### Text block
Segment Open
Which Retirement Fears Could Prevent Me From Retiring?
A Retirement can be both exciting and terrifying for some people, as it’s such a significant transition in one’s life. As you plan for your retirement, it’s important to consider any fears you have that may prevent you from retiring. Through working with my clients, I’ve found there are a few common fears. First, some who have spent so many years dedicated to their career may fear they’ll lose their identity. Often, lawyers, doctors, teachers and other professionals may wonder what their purpose is if they’re no longer serving others. This is where it’s essential to return to the first question here and identify how you can find meaning in your new schedule. Second, many worry they could run out of money. While it’s impossible to predict the exact amount of money you will need, a financial plan can provide a roadmap that gives you probabilities of how long your money can last. Working with an advisor to review different scenarios may offer you more confidence. Lastly, another common fear is high taxes. While there’s no avoiding Uncle Sam, there are legal ways to mitigate your tax burden and make the most of your earnings. Consult with a tax advisor to give you an idea of how much of your withdrawals you’ll take home versus paying in taxes.
Segment Closed
### Data for analysis
Segment Open
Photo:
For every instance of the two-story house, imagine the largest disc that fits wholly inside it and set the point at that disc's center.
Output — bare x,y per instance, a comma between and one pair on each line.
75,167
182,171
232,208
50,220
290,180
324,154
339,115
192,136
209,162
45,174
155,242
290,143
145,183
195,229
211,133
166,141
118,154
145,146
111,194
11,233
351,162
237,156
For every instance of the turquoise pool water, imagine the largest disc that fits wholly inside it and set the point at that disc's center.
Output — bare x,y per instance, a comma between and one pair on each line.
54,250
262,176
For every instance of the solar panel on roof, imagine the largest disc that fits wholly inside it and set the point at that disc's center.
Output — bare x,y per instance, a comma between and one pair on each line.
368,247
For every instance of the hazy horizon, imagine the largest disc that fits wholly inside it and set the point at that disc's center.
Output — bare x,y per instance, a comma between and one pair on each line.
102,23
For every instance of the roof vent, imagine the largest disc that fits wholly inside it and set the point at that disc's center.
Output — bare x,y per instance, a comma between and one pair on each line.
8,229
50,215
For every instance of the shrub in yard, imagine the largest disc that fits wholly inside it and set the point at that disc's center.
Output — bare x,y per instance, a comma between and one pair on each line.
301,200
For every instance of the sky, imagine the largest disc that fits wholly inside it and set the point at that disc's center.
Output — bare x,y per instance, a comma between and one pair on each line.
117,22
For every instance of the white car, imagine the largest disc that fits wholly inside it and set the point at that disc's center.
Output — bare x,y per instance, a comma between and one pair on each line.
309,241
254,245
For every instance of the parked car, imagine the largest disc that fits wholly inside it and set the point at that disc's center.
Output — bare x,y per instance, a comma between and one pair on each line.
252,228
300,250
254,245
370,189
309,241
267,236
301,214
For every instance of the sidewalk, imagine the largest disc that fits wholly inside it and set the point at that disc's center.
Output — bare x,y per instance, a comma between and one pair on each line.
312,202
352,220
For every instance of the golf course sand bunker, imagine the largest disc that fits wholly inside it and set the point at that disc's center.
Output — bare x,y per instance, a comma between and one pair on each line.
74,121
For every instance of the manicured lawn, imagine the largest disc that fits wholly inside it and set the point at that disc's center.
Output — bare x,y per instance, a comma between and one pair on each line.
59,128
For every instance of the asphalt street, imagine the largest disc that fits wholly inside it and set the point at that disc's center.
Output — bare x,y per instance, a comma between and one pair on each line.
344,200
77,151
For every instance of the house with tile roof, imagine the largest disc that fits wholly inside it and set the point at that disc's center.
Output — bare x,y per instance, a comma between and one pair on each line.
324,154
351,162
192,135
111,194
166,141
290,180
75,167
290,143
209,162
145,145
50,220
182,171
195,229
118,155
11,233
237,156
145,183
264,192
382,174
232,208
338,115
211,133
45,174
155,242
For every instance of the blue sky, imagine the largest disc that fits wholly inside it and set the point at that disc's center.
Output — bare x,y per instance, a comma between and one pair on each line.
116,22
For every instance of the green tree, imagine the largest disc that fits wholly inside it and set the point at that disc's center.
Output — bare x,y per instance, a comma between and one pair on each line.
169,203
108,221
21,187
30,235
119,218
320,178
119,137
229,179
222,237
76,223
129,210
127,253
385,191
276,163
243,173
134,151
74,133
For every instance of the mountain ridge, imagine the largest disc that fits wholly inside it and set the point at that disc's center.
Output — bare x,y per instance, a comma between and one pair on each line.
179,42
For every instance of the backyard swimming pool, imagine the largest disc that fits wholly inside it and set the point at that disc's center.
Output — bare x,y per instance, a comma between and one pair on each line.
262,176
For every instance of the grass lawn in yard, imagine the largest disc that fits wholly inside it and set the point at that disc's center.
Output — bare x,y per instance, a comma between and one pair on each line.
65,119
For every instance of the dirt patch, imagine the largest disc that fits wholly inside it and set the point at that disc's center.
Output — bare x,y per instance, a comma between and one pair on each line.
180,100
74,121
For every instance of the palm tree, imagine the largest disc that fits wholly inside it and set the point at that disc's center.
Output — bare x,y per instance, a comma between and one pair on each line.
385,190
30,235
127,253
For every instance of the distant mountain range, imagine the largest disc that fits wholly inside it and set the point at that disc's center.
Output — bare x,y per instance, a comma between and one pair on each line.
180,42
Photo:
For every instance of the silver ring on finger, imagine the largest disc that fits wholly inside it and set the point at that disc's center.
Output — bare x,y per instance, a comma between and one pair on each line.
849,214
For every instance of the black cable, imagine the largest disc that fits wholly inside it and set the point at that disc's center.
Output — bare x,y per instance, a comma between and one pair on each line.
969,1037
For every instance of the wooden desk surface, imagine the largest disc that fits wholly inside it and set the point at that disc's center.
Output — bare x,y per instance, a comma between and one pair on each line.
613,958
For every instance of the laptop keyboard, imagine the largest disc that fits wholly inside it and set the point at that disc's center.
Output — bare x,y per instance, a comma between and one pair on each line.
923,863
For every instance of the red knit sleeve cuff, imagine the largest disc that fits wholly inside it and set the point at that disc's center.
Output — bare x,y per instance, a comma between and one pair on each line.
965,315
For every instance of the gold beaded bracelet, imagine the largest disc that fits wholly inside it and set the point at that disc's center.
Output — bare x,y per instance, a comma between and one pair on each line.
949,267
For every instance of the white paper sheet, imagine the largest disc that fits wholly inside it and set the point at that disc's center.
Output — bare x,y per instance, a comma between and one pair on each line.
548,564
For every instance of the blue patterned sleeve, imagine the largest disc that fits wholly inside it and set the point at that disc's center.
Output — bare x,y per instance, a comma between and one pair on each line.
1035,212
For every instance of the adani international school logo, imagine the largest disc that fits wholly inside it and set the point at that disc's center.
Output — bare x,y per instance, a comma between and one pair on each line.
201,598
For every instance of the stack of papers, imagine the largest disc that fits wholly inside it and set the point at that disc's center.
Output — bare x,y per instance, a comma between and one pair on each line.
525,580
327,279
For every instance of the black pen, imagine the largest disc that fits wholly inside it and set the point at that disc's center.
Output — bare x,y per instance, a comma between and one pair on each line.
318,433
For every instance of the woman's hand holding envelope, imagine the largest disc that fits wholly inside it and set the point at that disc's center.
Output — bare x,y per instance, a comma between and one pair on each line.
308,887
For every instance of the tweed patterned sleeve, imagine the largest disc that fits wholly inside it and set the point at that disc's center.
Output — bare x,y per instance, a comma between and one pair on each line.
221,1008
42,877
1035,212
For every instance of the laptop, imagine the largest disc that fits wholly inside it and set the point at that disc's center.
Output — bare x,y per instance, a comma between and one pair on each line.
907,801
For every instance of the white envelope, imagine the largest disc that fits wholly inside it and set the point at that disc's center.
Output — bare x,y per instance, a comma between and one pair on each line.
Segment Closed
### Questions
a) Answer these questions from the retirement fears text, each on its own line:
(i) Which professionals does the text name as possibly wondering about their purpose once they stop serving others?
(ii) According to the text, what does a financial plan provide?
(iii) Whom does the text say to consult about how much of your withdrawals you'll take home versus pay in taxes?
b) Rewrite the paragraph beginning "A Retirement can be both exciting" from the retirement fears text as a short list, keeping its main facts.

### Your written answers
a)
(i) Lawyers, doctors, teachers and other professionals.
(ii) A roadmap that gives you probabilities of how long your money can last.
(iii) A tax advisor.

b)
- Retirement is a significant transition that can be both exciting and terrifying, so consider any fears that may prevent you from retiring.
- Losing identity: people long dedicated to a career, such as lawyers, doctors and teachers, may wonder about their purpose; identify how to find meaning in your new schedule.
- Running out of money: the exact amount needed can't be predicted, but a financial plan gives probabilities of how long your money can last, and reviewing scenarios with an advisor may add confidence.
- High taxes: there are legal ways to reduce your tax burden; a tax advisor can estimate how much of your withdrawals you'll keep versus pay in taxes.